*** Block opens ***
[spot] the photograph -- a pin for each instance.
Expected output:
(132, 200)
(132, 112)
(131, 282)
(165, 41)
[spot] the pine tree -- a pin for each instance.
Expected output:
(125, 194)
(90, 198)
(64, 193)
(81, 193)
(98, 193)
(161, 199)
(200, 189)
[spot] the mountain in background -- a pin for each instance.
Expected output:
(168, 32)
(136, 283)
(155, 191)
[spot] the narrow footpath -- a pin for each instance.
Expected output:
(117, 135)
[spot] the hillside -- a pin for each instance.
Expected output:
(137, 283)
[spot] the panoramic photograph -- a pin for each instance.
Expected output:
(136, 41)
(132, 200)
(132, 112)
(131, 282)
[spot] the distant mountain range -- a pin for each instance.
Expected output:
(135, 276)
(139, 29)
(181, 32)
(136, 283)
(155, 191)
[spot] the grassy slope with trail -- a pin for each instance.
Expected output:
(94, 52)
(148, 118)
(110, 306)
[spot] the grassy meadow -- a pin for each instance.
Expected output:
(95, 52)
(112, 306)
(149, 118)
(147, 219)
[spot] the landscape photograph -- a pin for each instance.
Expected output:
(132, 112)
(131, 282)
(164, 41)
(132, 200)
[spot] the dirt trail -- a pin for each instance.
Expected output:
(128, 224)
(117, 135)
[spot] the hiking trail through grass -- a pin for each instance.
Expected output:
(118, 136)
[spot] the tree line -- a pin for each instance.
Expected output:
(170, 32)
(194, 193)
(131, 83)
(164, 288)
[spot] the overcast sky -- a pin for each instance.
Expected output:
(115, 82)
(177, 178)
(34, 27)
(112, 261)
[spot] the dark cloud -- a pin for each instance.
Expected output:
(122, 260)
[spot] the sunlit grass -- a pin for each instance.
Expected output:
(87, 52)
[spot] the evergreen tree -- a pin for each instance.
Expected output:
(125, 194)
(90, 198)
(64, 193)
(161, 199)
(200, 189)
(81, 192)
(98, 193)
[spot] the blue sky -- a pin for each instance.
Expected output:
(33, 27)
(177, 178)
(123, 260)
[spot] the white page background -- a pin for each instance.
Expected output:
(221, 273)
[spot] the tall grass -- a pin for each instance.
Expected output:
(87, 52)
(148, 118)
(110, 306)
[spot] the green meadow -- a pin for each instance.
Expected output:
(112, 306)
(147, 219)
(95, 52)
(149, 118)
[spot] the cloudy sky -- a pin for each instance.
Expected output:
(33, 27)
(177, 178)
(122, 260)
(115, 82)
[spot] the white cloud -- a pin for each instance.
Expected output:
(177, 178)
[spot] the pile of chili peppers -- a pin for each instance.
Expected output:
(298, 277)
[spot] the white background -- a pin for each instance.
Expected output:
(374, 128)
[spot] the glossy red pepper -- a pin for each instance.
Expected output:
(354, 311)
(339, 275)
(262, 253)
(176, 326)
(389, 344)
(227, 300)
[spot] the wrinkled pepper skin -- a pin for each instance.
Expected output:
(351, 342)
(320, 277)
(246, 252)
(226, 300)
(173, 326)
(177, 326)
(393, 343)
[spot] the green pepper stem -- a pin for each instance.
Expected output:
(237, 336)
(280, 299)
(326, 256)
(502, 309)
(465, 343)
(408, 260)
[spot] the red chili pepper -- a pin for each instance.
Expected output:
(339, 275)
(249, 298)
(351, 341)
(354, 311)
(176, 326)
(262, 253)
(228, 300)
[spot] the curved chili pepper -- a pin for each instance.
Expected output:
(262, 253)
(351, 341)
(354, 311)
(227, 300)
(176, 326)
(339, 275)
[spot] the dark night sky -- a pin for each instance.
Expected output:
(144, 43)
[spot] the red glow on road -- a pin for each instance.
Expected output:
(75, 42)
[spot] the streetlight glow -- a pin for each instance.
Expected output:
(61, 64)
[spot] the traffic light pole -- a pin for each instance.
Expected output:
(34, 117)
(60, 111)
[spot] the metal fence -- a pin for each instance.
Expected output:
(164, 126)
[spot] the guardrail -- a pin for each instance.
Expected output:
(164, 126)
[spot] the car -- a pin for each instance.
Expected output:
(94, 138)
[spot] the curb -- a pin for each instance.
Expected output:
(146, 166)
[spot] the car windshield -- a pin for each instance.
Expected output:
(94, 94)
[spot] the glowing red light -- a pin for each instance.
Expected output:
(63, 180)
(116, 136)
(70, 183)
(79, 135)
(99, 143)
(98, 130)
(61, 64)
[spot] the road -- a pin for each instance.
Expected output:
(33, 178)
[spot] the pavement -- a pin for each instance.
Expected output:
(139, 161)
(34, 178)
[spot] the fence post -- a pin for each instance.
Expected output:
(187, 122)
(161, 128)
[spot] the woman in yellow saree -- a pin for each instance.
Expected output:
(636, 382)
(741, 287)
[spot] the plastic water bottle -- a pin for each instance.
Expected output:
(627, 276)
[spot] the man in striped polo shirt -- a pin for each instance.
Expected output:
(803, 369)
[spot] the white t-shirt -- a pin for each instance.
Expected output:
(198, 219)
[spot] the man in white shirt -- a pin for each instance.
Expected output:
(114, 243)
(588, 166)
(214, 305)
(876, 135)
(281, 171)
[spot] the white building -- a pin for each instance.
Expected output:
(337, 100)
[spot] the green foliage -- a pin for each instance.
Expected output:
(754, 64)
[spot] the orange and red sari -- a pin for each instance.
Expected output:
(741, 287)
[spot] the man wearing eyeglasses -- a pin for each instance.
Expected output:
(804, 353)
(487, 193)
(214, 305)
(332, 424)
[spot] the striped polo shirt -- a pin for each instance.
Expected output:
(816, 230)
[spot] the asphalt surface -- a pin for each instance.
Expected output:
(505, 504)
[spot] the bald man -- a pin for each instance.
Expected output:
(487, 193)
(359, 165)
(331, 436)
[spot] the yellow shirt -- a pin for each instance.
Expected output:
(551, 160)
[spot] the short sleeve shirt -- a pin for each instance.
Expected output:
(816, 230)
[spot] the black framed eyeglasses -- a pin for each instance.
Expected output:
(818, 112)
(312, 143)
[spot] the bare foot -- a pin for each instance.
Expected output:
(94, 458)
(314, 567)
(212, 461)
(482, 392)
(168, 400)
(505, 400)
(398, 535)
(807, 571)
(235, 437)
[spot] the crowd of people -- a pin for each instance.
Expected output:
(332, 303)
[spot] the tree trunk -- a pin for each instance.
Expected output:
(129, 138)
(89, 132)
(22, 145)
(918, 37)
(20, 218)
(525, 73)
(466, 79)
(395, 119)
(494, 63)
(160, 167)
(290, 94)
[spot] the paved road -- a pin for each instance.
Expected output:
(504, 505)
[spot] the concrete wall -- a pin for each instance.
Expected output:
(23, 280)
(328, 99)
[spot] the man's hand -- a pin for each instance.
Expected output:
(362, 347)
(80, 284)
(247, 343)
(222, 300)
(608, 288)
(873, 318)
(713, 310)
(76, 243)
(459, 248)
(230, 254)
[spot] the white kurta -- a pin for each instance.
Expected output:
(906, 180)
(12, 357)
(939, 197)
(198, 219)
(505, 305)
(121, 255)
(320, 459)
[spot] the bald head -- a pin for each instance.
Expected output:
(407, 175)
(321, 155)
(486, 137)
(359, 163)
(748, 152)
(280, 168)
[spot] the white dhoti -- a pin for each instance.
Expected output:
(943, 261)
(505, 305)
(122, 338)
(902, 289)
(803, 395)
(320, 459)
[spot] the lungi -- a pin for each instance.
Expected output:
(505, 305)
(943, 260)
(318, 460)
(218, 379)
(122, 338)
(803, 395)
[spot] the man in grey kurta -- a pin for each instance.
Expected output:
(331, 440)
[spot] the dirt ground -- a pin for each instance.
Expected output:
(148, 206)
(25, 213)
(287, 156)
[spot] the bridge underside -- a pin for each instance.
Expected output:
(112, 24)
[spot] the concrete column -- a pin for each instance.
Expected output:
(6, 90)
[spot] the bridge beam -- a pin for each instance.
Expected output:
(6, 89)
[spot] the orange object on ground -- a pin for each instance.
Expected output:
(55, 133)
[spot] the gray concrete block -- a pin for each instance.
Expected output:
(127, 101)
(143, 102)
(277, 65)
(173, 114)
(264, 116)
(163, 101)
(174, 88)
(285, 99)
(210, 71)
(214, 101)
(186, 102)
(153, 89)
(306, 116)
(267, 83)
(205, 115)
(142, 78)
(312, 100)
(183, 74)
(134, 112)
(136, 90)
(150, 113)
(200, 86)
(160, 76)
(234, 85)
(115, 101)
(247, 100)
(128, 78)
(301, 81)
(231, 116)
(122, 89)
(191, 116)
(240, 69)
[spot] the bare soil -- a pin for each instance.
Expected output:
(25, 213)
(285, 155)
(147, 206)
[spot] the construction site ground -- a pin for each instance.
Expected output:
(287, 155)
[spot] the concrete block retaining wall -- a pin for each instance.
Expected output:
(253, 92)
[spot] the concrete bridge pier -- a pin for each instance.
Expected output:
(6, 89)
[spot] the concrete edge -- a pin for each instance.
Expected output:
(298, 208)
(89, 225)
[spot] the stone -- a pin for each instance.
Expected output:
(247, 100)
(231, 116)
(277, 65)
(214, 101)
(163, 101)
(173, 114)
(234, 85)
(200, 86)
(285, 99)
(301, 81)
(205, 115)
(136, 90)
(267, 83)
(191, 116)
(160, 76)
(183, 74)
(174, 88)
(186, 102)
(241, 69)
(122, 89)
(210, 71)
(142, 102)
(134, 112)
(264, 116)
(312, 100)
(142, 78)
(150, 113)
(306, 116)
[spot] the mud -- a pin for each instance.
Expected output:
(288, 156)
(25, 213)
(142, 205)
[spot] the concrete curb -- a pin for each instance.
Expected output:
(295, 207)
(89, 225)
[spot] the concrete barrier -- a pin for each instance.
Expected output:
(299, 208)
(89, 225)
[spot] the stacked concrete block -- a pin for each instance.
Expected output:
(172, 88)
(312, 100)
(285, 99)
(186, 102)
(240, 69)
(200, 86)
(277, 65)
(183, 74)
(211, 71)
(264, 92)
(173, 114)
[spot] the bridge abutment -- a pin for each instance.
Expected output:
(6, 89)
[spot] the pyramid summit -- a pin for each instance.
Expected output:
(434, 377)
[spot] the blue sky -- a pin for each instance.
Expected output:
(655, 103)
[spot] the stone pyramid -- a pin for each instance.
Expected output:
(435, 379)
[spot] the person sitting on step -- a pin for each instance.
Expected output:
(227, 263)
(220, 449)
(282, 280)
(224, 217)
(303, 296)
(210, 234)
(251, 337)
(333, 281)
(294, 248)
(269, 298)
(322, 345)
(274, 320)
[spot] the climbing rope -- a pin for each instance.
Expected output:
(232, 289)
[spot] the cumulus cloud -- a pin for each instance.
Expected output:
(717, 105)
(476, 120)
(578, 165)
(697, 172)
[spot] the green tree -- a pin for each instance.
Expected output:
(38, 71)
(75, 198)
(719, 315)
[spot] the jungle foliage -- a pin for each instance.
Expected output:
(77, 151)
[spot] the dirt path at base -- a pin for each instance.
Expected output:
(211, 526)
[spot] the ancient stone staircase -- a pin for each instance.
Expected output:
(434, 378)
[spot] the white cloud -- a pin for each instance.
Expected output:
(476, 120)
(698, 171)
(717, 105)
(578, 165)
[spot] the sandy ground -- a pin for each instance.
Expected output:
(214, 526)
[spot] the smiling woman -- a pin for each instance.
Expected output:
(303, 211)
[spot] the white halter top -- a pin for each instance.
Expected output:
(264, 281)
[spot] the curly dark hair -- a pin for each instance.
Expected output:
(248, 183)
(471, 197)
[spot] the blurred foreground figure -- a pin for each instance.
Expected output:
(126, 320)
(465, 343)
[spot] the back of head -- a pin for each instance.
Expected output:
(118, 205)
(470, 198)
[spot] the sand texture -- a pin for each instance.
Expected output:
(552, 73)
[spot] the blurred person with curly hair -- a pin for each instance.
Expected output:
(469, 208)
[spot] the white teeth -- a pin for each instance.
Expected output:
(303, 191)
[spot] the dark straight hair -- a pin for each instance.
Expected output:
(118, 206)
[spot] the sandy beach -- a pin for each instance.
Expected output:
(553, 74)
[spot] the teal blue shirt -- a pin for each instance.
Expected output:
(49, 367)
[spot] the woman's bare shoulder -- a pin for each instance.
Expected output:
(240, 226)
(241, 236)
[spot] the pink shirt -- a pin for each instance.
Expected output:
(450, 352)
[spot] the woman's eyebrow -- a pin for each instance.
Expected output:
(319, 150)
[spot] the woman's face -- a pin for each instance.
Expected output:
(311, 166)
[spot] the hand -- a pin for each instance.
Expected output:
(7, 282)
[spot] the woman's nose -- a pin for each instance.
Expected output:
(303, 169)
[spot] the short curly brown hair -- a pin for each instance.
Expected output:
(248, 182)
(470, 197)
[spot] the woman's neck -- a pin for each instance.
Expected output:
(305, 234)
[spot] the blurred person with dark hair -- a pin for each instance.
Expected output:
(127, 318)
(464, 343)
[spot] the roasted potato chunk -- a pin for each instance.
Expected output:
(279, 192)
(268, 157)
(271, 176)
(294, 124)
*** Block closes ***
What needs to be done
Of all the entries above, output exactly the lines between the one holding "[spot] the tall" and the one holding "[spot] the dark night", inclusive.

Answer to the exercise
[spot] the tall grass -- a pin for each instance.
Expected output:
(87, 52)
(148, 118)
(110, 306)
[spot] the green meadow -- a pin for each instance.
Expected output:
(112, 306)
(147, 219)
(95, 52)
(149, 118)
[spot] the cloudy sky -- a pin for each instance.
Expected output:
(33, 27)
(177, 178)
(122, 260)
(115, 82)
[spot] the white cloud -- a pin for each instance.
Expected output:
(177, 178)
[spot] the pile of chili peppers -- a pin for each instance.
Expected output:
(298, 277)
[spot] the white background -- a pin for each instance.
Expected output:
(374, 128)
[spot] the glossy red pepper -- a pin for each instance.
Expected output:
(354, 311)
(339, 275)
(262, 253)
(176, 326)
(389, 344)
(227, 300)
[spot] the wrinkled pepper skin -- a pin for each instance.
Expected output:
(351, 342)
(320, 277)
(246, 252)
(226, 300)
(173, 326)
(177, 326)
(393, 343)
[spot] the green pepper stem -- a pin for each instance.
Expected output:
(237, 336)
(280, 299)
(326, 256)
(502, 309)
(465, 343)
(408, 260)
[spot] the red chili pepper -- a pin for each instance.
Expected output:
(339, 275)
(249, 298)
(351, 341)
(354, 311)
(176, 326)
(262, 253)
(228, 300)
[spot] the curved chili pepper -- a pin for each instance.
Expected output:
(262, 253)
(351, 341)
(354, 311)
(227, 300)
(176, 326)
(339, 275)
[spot] the dark night sky -- a pin for each instance.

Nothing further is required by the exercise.